▶ _What the task asks_: The full listing, copied exactly, is the required output.

▶ _Exercise material_:
*** Begin section ***
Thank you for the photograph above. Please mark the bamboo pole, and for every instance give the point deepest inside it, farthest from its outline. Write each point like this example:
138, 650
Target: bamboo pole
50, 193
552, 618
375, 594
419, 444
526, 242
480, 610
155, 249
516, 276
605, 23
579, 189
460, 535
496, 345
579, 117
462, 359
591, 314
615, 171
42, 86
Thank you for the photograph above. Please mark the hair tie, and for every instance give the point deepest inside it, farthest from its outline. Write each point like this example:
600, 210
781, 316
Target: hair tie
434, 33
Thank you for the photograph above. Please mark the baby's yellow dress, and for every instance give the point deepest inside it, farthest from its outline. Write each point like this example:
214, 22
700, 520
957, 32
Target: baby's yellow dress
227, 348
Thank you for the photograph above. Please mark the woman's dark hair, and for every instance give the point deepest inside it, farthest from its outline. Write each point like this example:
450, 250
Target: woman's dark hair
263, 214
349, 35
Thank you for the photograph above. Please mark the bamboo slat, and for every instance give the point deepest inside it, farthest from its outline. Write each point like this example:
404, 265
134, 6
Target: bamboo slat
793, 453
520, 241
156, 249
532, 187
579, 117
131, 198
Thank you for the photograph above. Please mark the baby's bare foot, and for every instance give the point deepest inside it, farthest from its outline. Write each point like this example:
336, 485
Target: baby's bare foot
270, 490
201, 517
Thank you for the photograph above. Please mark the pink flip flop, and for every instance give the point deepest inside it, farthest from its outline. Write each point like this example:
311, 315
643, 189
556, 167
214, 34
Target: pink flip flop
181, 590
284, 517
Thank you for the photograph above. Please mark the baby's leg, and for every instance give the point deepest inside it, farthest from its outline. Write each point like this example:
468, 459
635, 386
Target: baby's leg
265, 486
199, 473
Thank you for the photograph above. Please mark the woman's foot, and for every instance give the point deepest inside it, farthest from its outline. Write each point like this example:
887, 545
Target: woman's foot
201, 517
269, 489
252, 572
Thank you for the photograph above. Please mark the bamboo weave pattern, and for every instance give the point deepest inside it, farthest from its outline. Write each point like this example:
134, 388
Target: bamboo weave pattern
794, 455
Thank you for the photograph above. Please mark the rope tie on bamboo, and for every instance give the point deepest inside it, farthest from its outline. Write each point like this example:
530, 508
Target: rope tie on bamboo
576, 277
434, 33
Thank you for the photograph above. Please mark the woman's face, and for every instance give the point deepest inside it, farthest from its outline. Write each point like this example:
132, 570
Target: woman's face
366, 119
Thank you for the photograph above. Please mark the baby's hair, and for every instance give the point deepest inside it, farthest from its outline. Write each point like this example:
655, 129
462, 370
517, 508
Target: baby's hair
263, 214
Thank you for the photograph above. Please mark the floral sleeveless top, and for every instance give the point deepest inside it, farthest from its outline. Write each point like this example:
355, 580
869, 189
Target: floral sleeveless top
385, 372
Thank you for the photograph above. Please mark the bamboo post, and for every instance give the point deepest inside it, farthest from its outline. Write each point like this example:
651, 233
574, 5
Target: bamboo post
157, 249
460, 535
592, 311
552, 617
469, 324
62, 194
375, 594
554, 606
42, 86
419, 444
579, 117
*** End section ***
▶ _Answer to this problem_:
Thank you for the photograph above. Please mark the bamboo pole, and for every instance give the point deepest inside it, farthest from its outline. Write each point like this example:
138, 650
Target: bamboo pole
50, 193
552, 618
375, 594
419, 444
526, 242
480, 610
155, 249
516, 276
605, 23
579, 189
460, 535
496, 345
579, 117
462, 359
591, 314
615, 171
42, 86
Thank you for the photograph above. Please mark the hair tie, and for every instance give the point deepest inside it, farthest from its outline. Write each point like this example:
600, 210
781, 316
Target: hair tie
434, 33
Thank you for the photograph above. Please mark the baby's yellow dress, and for every instance give the point deepest inside it, farthest from its outline. Write each point like this example:
214, 22
700, 520
957, 32
Target: baby's yellow dress
227, 348
Thank you for the photograph above. Please mark the woman's dark hair, and for every instance give the point deepest inside it, farthest from its outline. Write each point like this example:
450, 250
Target: woman's dark hair
263, 214
349, 35
Thank you for the photograph above. Please mark the bamboo slat, and for every instance give the point deepest inside it, farthest from its outline. Write each point like this example:
404, 265
134, 6
Target: bamboo slat
793, 453
520, 241
156, 249
532, 187
579, 117
131, 198
Thank you for the photograph above. Please mark the baby's bare foot, and for every instance give the point deepest inside it, farthest from its outline. Write each point like this example:
336, 485
Target: baby's bare foot
270, 490
201, 517
Thank you for the photograph above. Please mark the pink flip flop, and for every instance give the point deepest inside it, farthest from its outline. Write each point like this example:
311, 315
643, 189
556, 167
214, 34
Target: pink flip flop
181, 590
284, 517
Thank you for the photograph above. Please mark the baby's leg, and for every instance give the point deepest inside it, farthest from its outline. Write each point like this example:
468, 459
635, 386
Target: baby's leg
265, 486
199, 473
Thank you for the photograph above. Please mark the woman's foot, and for every instance give the point deepest inside it, farthest from its outline. Write each point like this example:
887, 545
Target: woman's foot
201, 517
269, 489
252, 572
Thank you for the photograph above. Please mark the bamboo weave pattern, and for every instance give the point deepest inside it, farthest from its outline. Write each point like this example:
134, 388
Target: bamboo weave pattern
794, 455
Thank you for the photograph above. Please mark the rope tie on bamboo, and for every instance give the point deepest inside it, farthest from its outline. Write each point like this example:
530, 508
Target: rope tie on bamboo
576, 277
434, 33
Thank you for the photograph above. Please mark the woman's face, and for every instance give the point deepest inside it, farthest from its outline. Write each point like this example:
132, 570
Target: woman's face
366, 119
Thank you for the photograph above. Please mark the baby's hair, and for every instance give the point deepest inside it, farthest from its outline. Write each point like this example:
655, 129
462, 370
517, 508
Target: baby's hair
263, 214
Thank you for the photograph above. Please mark the floral sleeveless top, and for every instance give the point deepest inside it, farthest from its outline. Write each point like this example:
355, 580
869, 189
Target: floral sleeveless top
385, 372
Thank you for the photograph above. Please mark the bamboo post, and for every instance give the point deepest inside it, farthest from its outline. Write each point like this example:
651, 233
574, 5
Target: bamboo post
157, 249
460, 535
592, 311
552, 617
469, 324
62, 194
375, 594
554, 606
42, 86
419, 444
579, 117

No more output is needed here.